▶ **Brief**:
A word-for-word copy of the entries is the only acceptable reply.

Given data START

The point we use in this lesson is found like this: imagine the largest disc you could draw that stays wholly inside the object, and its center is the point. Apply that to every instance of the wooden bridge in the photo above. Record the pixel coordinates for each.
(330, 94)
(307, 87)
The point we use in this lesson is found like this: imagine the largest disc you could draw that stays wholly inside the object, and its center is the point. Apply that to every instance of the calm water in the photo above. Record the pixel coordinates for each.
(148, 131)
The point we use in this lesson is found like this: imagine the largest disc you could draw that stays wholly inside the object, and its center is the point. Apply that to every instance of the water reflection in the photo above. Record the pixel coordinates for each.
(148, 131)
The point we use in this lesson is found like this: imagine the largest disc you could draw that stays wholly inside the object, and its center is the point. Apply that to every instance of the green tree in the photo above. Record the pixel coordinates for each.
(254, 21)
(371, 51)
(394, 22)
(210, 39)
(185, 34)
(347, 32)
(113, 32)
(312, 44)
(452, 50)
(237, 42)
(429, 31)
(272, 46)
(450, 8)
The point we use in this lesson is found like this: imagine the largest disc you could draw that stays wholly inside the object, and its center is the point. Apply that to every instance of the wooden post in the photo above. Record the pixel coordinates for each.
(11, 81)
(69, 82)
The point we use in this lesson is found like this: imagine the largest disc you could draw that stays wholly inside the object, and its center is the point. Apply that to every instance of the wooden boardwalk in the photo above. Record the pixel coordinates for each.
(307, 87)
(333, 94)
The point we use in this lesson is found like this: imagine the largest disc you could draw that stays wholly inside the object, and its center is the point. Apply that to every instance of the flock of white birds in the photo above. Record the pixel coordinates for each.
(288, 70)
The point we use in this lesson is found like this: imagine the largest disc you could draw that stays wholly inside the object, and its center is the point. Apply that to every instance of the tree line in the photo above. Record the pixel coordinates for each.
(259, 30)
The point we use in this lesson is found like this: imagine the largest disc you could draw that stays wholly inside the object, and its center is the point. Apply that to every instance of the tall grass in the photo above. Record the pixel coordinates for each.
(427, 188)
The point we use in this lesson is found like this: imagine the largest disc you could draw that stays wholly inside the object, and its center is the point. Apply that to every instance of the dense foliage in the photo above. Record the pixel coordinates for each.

Given data END

▶ **Solved exercise**:
The point we use in this lesson is found like this: imagine the largest disc you could draw that stays wholly inside the object, and its center is the point. Apply that to every instance of the wooden bridge in the photo above. Record the pixel coordinates for each.
(330, 94)
(307, 87)
The point we use in this lesson is found like this: imagine the largest disc you could draw that stays wholly inside the object, and its center is the point. Apply that to every instance of the calm water in the photo above. Record the pixel coordinates for each.
(148, 131)
The point we use in this lesson is found like this: imagine the largest disc you could draw that stays wholly inside the object, and its center is the point. Apply that to every instance of the water reflection in the photo above. Record the pixel coordinates for each.
(148, 131)
The point we use in this lesson is found like this: imagine the largest disc you could draw that stays wholly inside the object, and its center is the point. Apply that to every instance of the green tree in the photo above. Record the pixel coordinates for each.
(254, 21)
(371, 51)
(394, 22)
(210, 39)
(185, 34)
(347, 32)
(113, 32)
(312, 44)
(452, 50)
(237, 42)
(429, 31)
(272, 46)
(450, 8)
The point we use in this lesson is found like this: imagine the largest disc you could draw that stays wholly inside the object, and its center is the point. Apply that to every instance of the wooden post in the photo above. Record the pixel coordinates for each.
(11, 81)
(69, 82)
The point we use in this lesson is found like this: imagine the largest disc you could draw that stays wholly inside the object, and its center is the point. Apply that to every instance of the wooden boardwalk in the photo above. Record the pixel coordinates for each.
(307, 87)
(333, 94)
The point we use in this lesson is found like this: imagine the largest disc you could draw that stays wholly inside the object, and its center is the point. Apply that to every instance of the flock of white birds in the photo above. Record the pixel coordinates for each.
(288, 70)
The point we use in this lesson is found like this: imagine the largest disc you could draw that stays wholly inside the object, and its center is the point. Apply that to every instance of the tree line in the photo above. Record the pixel coordinates for each.
(259, 30)
The point we use in this lesson is found like this: imagine the largest disc you could draw that stays wholly inside the object, and its center is the point. Apply that to every instance of the tall grass in the photo above. Record the pixel coordinates for each.
(427, 188)
The point we use in this lesson is found like this: imagine the largest disc you could draw that stays wholly inside the object, and its center is the point. Apply that to every instance of the dense foliage in the photo above. Record the pixel coordinates for each.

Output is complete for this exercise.